* The problem:
From the NES portable text, repeat word for word the passage starting at "Most people use" and ending at "be discussed later.".

You could technically make an NES "portable" just by powering the console and a screen off of batteries. But that doesn"t look good, and it"s not really handheld. The above things are the bare essentials. But for a decently good portable, you will also need:

If you can"t find an NES from any of the above sources, then you have to resort to eBay. Try to look for one with a case that"s in bad shape. We will be taking the board out, so the condition of the case is not relevant. Also, try to find a seller that is in your country, so shipping will be low. Obviously, make sure the description says that the NES works, and check the member"s feedback to make sure they are a reliable seller.

Most people use a PSone Screen. They are cheap compared to other screens, they are a nice size at 5.4", and they accept composite input without modification. If you are getting a PS1 screen, MAKE SURE you get the round-shaped one. Do not get the square ones; they are of horrible quality. If you are getting a PS1 screen, make sure your batteries are at least 7.5v. They can be above that, but you must perform an extra step if they are above 9v. That step will be discussed later.

Many other screens can be used. If you do not decide to get a PS1 screen, make sure the one you do get can accept composite input, and get one that runs under 12v, or picking out batteries will be very difficult. Many pocket TV screens can be used, like the Casio pocket screens.

Hipgear/Intec Screenpad: 1.8", good quality. Runs on 5-12v. Here are pinouts and other info. Has audio amp. Find them at garage sales or possible eBay.

WARNING: If you do not have a charge protection circuit, Li-ion batteries will EXPLODE. These batteries are dangerous if not used properly. They may not be shorted, overcharged, or undercharged. If you are buying Li-ion batteries from eBay, you MUST buy a Universal Battery pack. These battery packs have their own built-in charge protection circuits and often have charge indicator LEDs. If you do not know much about Li-ion batteries and their various protection circuits, then you MUST use NiCD.

* Dataset records:
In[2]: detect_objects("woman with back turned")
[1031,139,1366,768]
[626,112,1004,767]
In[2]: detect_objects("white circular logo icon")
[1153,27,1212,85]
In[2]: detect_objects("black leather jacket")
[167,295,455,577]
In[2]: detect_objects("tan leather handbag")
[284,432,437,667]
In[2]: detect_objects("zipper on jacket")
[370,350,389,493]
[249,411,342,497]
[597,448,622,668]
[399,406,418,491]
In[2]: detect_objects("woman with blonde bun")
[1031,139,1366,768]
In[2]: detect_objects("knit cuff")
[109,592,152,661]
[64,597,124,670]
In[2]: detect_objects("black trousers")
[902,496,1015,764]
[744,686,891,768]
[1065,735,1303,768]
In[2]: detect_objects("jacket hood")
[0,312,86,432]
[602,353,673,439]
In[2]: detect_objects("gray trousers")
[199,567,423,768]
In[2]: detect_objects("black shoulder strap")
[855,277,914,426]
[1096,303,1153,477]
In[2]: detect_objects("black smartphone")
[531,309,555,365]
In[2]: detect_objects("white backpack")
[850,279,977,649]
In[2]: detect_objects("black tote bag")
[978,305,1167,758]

==

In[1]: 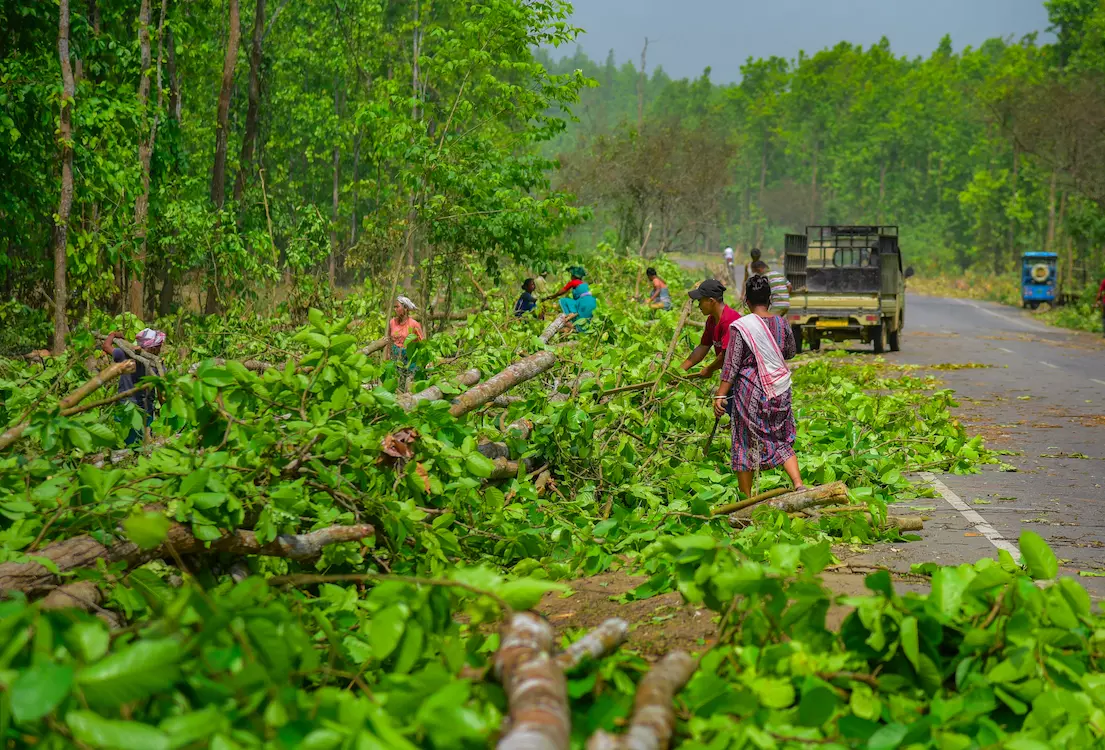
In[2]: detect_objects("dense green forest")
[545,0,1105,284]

---

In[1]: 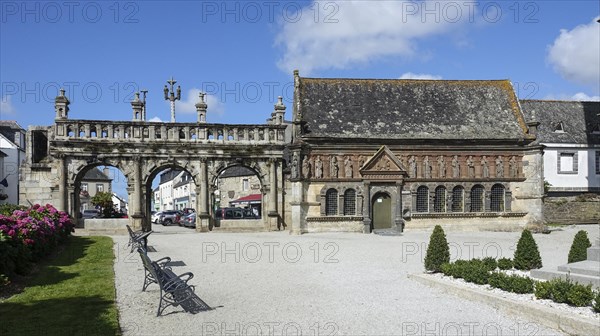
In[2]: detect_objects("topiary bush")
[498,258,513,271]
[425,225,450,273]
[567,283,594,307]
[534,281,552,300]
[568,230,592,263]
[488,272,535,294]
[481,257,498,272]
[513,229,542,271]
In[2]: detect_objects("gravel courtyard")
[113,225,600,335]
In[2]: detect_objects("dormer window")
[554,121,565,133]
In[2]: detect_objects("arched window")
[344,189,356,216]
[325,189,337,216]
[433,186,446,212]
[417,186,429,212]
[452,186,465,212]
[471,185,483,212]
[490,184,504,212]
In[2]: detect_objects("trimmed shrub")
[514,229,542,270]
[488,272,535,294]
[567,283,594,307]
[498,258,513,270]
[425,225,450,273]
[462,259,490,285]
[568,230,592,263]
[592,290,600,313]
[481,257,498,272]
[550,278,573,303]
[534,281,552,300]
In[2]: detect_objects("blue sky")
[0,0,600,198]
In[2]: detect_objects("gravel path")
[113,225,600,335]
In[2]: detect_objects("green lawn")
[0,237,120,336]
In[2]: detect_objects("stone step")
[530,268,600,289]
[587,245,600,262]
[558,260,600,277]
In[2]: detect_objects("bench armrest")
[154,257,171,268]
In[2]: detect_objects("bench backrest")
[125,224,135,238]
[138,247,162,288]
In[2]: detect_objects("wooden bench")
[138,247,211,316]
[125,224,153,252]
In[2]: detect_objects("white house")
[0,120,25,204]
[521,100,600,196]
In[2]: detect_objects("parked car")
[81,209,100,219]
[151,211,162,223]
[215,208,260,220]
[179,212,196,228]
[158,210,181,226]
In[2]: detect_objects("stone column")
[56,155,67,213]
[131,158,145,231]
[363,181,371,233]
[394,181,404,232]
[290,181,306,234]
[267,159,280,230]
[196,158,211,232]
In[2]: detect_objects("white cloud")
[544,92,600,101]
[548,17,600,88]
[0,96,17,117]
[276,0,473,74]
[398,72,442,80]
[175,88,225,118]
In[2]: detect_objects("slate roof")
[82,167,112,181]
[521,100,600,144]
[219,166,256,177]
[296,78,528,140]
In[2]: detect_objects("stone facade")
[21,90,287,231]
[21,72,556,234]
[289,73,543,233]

* Expected answer:
Most people use a PSone Screen. They are cheap compared to other screens, they are a nice size at 5.4", and they accept composite input without modification. If you are getting a PS1 screen, MAKE SURE you get the round-shaped one. Do not get the square ones; they are of horrible quality. If you are getting a PS1 screen, make sure your batteries are at least 7.5v. They can be above that, but you must perform an extra step if they are above 9v. That step will be discussed later.